**EXCERPT:**
§

AI’s future in healthcare depends on organizations keeping a human in the loop to maintain responsible usage. Over time, these tools will only become more prevalent in clinical and teaching settings. Putting patients first by instituting a responsible, human-driven AI program now can help organizations get ahead of inevitable regulatory changes, which are likely to focus on requiring human oversight of AI use. Without upfront action, these regulatory changes could introduce new compliance concerns that might prove disruptive to healthcare and expensive for providers.

The National Institute of Health has outlined a strategy for addressing bias issues when deploying AI tools in a healthcare setting called the “Total Product Lifecycle (TPLC)” model. Rather than approaching potential bias as a problem to identify and to fix, the TPLC model helps healthcare providers prevent bias during every stage of AI implementation, from Conceptualization to Design, Development, Validation, Access, and Monitoring.

Monitoring and evaluation of AI programs, once implemented, are equally as important. A recent panel held at Yale University outlined a series of principles for mitigating algorithmic bias in healthcare and highlighted the need for ongoing evaluation of algorithm performance and outcomes. Healthcare organizations should give careful thought to who is best positioned to lead these evaluations. Additionally, healthcare organizations need more than just internal controls to maintain an ethical AI program — organizations should plan to include AI as part of their annual external audit programs, to improve controls across their enterprise.

Five Steps to Responsible AI

There is no “one size fits all” approach to creating a responsible AI program in healthcare. But no matter the size or type of a business, there are five steps all organizations should take to set the foundation for an ethical AI program:

1.  Educate

The first step is to understand what AI is, how it can benefit the organization, and the risks that it presents.

2. Find Relevant Use Cases

The real power of AI emerges when tailored to an organization’s specific needs. A good first use case for AI is one that represents a manageable risk to the business with the most immediate benefit. In many healthcare organizations, a common first use case is note taking and charting, that can reduce the administrative burden on clinicians.

3. Prepare and Build

Just like a physical building, the strength of an AI initiative lies in its foundation, and the foundation of AI is in high-quality, diverse data. Once that data is in place and supported by a robust data management environment that prioritizes data security and data governance, healthcare organizations need to implement controls to maintain compliance with data privacy standards and to safeguard sensitive and personal data. Only after these two steps are completed can organizations build a responsible AI program.

4. Enable and Adopt

A tool is only as good as its user. Integrating AI into workflows requires a cultural shift. Providing training and resources is key, and most importantly, everyone should understand the ‘why’ behind the AI. Healthcare organizations may encounter friction internally, especially from already overburdened clinicians with little time to spend on training. However, emphasizing how clinicians can benefit from the technology, supported by use cases, especially in terms of lightening their workload and supporting their high quality of care, may help encourage clinicians to actively participate in the training.

5. Go & Grow

Finally, once the groundwork is laid, the AI can be launched. But the AI journey doesn’t end here; as an organization evolves, so will its AI needs. Regularly revisiting, refining, and iterating will help AI systems stay relevant and continue delivering value. It’s also crucial to constantly revisit the program, incorporating AI into yearly external auditing to verify that it is working as intended and providing high-quality outputs that serve patient needs.

§

**Saved entries:**
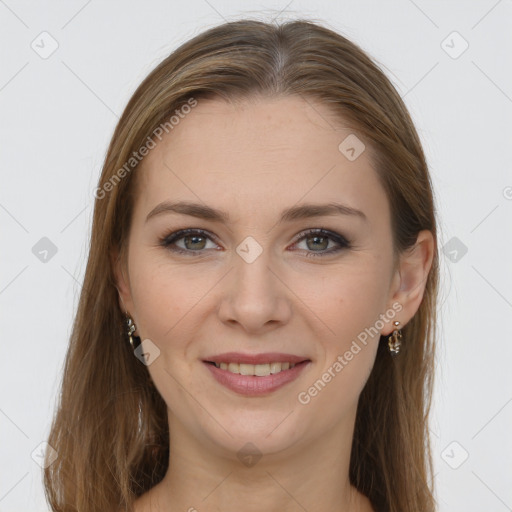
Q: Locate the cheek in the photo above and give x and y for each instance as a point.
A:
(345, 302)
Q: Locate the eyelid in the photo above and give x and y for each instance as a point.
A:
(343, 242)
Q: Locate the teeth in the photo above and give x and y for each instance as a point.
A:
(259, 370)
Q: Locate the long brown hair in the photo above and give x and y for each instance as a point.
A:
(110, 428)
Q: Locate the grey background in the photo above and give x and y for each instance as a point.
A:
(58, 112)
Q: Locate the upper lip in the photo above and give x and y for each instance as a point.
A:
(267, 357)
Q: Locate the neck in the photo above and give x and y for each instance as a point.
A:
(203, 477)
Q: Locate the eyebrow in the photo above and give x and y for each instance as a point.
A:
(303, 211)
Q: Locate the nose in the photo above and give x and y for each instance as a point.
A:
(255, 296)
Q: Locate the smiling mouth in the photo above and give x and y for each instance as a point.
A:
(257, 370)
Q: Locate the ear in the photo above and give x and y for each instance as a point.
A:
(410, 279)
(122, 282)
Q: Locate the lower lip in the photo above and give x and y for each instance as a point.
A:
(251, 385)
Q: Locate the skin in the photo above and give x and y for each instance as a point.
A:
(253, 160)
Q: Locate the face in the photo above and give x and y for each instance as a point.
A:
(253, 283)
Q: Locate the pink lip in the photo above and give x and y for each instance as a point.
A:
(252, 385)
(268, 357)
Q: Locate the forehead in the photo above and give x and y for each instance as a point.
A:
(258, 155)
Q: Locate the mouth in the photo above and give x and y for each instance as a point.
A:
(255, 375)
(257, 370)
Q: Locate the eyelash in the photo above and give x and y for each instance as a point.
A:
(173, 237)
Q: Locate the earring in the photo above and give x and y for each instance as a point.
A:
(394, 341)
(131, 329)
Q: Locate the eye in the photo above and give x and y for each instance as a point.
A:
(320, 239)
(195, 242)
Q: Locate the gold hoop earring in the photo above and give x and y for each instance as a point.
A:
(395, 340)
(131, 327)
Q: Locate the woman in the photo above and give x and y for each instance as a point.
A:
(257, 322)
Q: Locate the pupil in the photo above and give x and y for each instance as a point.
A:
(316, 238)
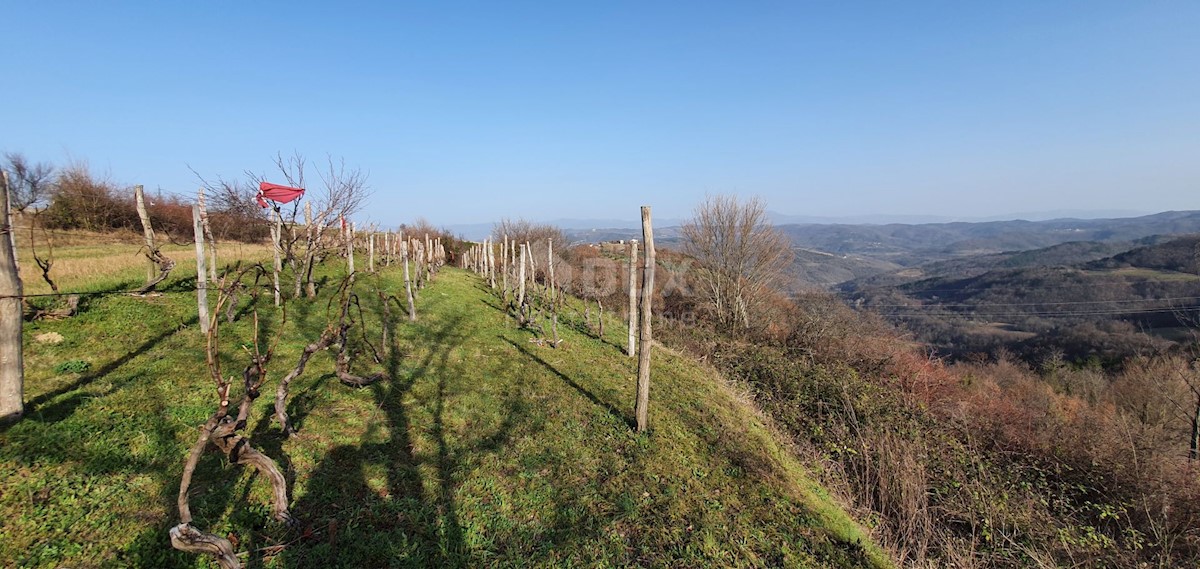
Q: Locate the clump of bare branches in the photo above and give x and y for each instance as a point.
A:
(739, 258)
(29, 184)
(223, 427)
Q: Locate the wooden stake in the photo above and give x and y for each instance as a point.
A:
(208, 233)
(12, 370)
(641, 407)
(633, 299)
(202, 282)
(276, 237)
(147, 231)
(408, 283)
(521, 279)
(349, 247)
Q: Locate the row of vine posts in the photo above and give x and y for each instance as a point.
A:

§

**WORK ORDER A:**
According to the excerpt on responsible AI in healthcare, what is a common first use case for AI in many healthcare organizations?
**WORK ORDER B:**
Retype the part of the excerpt on responsible AI in healthcare starting with "The real power" and going on through "burden on clinicians.".

**FINAL ANSWER A:**
Note taking and charting, which can reduce the administrative burden on clinicians.

**FINAL ANSWER B:**
The real power of AI emerges when tailored to an organization’s specific needs. A good first use case for AI is one that represents a manageable risk to the business with the most immediate benefit. In many healthcare organizations, a common first use case is note taking and charting, that can reduce the administrative burden on clinicians.